====== EXTRACTED INFORMATION ======

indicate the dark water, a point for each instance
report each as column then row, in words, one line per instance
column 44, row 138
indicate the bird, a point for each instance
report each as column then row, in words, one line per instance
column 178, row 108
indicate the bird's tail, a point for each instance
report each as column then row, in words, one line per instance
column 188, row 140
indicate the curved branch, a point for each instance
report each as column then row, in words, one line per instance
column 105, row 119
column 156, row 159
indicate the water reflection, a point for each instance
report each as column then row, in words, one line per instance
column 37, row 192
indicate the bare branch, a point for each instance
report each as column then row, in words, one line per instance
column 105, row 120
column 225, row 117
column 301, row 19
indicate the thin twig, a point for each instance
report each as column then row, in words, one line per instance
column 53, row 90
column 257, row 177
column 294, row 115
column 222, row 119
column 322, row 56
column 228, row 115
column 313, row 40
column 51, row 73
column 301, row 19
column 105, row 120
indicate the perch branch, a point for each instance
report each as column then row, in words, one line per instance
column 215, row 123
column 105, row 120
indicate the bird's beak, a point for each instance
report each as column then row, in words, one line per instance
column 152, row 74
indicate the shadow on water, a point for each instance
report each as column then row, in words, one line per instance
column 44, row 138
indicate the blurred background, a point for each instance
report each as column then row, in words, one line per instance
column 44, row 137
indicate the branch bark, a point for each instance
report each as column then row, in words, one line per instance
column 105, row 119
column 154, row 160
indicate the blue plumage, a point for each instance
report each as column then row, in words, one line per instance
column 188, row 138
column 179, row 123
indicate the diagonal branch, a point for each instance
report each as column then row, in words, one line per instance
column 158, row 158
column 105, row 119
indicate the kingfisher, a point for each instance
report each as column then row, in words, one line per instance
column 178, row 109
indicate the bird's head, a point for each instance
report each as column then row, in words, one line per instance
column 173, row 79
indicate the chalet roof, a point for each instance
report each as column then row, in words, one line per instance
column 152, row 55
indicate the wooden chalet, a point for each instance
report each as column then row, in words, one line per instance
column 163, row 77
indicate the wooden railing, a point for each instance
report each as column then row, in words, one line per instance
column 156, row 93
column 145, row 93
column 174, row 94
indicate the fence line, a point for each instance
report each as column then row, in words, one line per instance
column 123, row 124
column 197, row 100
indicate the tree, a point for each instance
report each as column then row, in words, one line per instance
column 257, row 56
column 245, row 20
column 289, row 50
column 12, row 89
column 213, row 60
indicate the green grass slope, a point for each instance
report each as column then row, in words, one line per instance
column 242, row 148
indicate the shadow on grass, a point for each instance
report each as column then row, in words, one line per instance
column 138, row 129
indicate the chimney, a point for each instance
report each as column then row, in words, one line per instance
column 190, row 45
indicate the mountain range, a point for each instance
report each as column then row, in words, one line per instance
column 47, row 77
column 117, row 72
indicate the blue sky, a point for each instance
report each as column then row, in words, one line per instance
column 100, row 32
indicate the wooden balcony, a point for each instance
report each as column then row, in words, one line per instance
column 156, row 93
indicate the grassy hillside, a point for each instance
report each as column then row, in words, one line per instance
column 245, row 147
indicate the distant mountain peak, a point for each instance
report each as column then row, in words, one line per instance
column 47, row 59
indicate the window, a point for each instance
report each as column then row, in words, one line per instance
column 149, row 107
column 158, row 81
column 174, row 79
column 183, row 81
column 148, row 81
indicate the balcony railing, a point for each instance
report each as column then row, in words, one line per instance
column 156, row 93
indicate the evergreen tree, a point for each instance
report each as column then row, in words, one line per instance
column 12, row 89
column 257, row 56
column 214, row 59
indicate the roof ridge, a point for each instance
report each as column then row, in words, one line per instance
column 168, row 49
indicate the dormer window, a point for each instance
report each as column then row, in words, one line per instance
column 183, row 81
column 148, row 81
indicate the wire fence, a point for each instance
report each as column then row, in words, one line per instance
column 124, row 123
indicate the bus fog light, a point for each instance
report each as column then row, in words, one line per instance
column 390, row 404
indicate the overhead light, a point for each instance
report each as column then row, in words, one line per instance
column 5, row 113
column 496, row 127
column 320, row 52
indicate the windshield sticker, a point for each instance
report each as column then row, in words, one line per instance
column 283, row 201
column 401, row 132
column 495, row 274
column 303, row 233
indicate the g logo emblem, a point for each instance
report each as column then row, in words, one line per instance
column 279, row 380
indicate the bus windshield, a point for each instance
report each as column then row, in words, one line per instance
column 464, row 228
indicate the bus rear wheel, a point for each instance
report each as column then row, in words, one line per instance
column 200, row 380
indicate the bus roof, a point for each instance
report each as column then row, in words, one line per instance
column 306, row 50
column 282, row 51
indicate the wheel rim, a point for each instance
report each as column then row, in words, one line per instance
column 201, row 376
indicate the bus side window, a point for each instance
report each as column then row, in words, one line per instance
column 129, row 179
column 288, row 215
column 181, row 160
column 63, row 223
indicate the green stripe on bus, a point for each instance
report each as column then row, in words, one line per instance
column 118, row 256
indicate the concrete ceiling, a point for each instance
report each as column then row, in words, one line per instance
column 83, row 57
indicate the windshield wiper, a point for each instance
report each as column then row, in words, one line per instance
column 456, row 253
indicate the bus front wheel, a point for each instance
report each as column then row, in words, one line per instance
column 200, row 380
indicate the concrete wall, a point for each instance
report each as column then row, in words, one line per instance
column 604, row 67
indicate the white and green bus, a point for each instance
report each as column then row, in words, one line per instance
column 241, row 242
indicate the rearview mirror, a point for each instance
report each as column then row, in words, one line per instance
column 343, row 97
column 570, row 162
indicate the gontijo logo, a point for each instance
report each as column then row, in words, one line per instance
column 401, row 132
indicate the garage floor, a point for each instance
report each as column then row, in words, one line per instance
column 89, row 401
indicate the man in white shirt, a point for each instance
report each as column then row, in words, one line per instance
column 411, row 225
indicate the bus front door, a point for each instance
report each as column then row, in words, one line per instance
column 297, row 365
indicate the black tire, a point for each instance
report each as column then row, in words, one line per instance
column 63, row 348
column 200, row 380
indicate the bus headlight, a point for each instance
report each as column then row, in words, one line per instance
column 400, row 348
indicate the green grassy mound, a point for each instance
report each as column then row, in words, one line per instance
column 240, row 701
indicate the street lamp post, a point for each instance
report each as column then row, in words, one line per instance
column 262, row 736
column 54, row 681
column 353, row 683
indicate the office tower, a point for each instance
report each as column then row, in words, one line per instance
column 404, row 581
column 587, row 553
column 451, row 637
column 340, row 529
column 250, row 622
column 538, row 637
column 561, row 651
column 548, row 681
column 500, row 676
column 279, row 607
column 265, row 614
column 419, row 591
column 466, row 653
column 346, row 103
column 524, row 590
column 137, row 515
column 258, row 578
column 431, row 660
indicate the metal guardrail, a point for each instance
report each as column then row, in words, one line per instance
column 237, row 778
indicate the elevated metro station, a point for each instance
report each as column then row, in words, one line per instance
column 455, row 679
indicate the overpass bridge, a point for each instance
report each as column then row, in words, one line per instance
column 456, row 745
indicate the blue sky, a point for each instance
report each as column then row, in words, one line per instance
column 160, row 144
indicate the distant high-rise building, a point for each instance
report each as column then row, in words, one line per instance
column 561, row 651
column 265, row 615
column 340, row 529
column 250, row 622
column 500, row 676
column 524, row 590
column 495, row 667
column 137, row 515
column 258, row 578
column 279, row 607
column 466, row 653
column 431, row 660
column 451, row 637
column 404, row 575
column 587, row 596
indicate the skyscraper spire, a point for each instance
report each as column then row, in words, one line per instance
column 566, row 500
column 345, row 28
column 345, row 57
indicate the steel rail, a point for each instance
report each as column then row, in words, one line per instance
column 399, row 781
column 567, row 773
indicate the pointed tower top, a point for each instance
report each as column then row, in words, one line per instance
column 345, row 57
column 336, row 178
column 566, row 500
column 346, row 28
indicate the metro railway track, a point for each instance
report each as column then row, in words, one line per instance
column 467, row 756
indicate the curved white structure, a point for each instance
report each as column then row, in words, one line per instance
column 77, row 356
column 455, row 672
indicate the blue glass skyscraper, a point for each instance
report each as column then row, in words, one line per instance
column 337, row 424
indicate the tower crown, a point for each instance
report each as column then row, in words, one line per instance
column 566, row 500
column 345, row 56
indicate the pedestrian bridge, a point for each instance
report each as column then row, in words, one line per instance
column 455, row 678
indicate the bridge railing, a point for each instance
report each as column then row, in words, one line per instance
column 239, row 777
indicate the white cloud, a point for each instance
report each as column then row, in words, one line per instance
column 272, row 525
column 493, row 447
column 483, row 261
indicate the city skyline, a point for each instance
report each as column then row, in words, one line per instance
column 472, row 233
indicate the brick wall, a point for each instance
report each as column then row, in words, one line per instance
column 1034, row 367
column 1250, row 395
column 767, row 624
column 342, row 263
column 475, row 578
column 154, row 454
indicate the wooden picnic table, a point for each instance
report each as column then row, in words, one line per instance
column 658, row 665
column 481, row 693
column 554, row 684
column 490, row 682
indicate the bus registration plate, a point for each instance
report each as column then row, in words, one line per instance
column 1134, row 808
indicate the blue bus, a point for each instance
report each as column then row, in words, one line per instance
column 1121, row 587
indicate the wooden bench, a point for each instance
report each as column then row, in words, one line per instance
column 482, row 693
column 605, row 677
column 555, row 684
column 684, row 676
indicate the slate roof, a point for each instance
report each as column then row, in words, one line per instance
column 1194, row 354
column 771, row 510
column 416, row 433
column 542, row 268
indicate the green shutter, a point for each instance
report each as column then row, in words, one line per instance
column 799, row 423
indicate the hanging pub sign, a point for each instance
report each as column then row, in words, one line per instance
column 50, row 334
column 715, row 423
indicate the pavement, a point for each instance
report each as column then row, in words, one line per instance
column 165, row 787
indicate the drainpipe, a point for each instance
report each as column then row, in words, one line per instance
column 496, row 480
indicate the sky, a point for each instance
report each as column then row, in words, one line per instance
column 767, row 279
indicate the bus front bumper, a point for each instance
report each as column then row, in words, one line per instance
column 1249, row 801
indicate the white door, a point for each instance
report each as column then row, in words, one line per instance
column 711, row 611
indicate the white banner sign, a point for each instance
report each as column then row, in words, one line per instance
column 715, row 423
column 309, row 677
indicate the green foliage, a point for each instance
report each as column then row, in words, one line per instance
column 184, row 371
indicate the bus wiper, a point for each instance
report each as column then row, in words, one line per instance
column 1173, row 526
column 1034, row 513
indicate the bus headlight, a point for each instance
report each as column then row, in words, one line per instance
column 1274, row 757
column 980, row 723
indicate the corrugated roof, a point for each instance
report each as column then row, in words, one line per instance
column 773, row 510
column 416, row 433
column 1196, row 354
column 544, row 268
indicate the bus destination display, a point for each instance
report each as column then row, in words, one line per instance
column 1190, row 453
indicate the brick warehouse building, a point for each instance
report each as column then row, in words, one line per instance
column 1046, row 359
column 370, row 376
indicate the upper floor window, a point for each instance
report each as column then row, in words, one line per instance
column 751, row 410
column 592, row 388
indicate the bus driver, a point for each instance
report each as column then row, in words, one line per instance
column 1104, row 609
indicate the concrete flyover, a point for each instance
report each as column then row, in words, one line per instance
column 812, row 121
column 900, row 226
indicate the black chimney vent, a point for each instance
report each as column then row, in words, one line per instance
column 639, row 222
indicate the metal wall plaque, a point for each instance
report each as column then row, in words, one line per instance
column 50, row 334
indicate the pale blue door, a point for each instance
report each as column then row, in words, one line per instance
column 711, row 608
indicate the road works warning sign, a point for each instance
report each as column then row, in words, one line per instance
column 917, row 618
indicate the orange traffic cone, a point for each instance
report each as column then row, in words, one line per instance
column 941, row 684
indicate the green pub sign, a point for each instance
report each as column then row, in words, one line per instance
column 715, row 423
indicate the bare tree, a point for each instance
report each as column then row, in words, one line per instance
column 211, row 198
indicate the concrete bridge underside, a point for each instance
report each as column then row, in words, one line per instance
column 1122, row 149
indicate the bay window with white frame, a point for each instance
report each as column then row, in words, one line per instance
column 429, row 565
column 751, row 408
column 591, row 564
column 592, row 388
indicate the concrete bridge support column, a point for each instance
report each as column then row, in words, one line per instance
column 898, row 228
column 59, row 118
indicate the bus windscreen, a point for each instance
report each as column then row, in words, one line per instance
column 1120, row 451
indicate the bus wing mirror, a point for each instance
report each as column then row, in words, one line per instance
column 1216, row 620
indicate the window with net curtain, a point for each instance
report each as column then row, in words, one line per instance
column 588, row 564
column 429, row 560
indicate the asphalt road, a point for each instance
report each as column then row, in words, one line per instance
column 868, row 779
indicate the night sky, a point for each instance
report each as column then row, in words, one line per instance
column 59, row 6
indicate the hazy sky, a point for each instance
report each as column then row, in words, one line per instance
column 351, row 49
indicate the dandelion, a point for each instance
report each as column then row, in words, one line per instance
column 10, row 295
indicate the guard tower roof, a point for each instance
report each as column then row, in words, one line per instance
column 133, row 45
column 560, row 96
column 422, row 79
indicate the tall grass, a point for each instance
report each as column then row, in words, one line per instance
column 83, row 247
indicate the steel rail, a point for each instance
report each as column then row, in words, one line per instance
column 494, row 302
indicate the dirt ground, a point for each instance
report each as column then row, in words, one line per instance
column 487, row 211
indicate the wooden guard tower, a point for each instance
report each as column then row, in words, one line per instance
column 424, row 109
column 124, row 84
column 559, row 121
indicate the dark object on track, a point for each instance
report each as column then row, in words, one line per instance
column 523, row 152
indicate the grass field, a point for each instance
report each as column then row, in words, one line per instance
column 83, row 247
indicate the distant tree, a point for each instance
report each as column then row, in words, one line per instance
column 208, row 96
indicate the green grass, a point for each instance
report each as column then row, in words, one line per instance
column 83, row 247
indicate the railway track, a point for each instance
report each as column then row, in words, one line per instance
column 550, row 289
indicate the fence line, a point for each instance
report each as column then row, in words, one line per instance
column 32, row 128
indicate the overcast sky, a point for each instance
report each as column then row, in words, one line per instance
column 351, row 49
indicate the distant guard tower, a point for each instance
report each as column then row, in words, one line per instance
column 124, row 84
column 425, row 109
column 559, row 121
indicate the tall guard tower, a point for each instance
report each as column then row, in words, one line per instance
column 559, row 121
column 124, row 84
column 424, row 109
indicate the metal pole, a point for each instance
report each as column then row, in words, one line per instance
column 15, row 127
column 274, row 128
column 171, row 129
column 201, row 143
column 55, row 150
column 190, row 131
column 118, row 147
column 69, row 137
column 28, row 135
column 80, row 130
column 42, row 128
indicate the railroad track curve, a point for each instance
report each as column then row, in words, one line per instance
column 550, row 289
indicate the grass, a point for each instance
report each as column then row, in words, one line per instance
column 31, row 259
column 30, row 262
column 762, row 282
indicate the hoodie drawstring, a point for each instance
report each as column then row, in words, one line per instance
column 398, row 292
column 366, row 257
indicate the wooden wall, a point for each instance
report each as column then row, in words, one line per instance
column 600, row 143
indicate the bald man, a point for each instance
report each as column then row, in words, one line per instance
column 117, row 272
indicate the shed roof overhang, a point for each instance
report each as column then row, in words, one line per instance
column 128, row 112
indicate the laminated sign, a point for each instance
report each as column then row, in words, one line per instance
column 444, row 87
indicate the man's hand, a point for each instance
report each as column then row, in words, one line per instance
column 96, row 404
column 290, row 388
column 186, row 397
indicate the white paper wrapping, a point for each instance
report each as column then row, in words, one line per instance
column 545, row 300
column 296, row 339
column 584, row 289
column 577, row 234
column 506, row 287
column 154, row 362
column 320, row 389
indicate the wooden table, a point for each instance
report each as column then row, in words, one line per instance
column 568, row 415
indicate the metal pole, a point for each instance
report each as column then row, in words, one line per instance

======

_WRITTEN TASK_. Reproduce word for word the part of the rows above that opens with the first line and closes with the line containing "column 152, row 74", both ends included.

_SOLUTION TO THE PROBLEM_.
indicate the dark water, a point for each instance
report each as column then row, in words, one line per instance
column 44, row 138
indicate the bird, a point for each instance
report each as column then row, in words, one line per instance
column 178, row 108
indicate the bird's tail, a point for each instance
report each as column then row, in words, one line per instance
column 188, row 140
indicate the curved branch, a point for each instance
report each as column then row, in words, one line per instance
column 105, row 119
column 156, row 159
indicate the water reflection, a point for each instance
report each as column then row, in words, one line per instance
column 37, row 192
indicate the bare branch, a point for each instance
report each as column then row, in words, one line per instance
column 105, row 120
column 225, row 117
column 301, row 19
indicate the thin twig, a point for each instance
report each as column then row, in words, one line per instance
column 53, row 90
column 257, row 177
column 294, row 115
column 222, row 119
column 322, row 56
column 228, row 115
column 313, row 40
column 51, row 73
column 301, row 19
column 105, row 120
indicate the perch branch, a point for each instance
report each as column then row, in words, one line per instance
column 215, row 123
column 105, row 120
indicate the bird's beak, a point for each instance
report each as column then row, in words, one line per instance
column 152, row 74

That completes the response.